Retype the data, starting at its first line and stopping after the line that contains "Outline every instance of the gravestone.". Keep every character of those lines unchanged.

— begin —

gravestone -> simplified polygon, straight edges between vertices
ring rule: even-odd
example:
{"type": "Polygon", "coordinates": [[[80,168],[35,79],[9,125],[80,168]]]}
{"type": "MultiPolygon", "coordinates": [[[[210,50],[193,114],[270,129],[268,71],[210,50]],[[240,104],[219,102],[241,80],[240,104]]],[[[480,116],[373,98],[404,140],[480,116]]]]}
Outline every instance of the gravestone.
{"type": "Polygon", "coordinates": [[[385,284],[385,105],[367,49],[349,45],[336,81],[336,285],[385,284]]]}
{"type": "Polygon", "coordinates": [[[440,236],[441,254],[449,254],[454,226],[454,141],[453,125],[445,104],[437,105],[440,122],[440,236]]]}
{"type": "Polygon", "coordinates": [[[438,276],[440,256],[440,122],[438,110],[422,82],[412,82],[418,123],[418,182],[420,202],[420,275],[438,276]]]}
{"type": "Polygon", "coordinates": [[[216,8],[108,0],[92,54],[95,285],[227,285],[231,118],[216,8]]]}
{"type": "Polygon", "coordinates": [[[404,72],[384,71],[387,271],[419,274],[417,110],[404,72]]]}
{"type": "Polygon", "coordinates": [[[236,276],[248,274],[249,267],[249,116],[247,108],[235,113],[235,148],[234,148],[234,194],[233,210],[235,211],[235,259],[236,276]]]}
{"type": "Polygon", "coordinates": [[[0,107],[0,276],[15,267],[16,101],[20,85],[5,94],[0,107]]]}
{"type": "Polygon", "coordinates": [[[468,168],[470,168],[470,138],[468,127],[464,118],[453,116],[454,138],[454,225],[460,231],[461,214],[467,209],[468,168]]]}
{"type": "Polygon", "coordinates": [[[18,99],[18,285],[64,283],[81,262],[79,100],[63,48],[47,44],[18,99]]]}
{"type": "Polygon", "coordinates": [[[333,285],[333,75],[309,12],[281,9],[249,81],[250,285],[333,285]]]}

— end —

● The output:
gravestone -> simplified polygon, straight edges between vertices
ring rule: even-odd
example:
{"type": "Polygon", "coordinates": [[[80,168],[35,79],[9,125],[80,168]]]}
{"type": "MultiPolygon", "coordinates": [[[[210,50],[193,114],[270,129],[268,71],[210,50]],[[240,104],[219,102],[241,80],[240,104]]],[[[480,116],[373,98],[404,140],[480,116]]]]}
Outline every instance of the gravestone.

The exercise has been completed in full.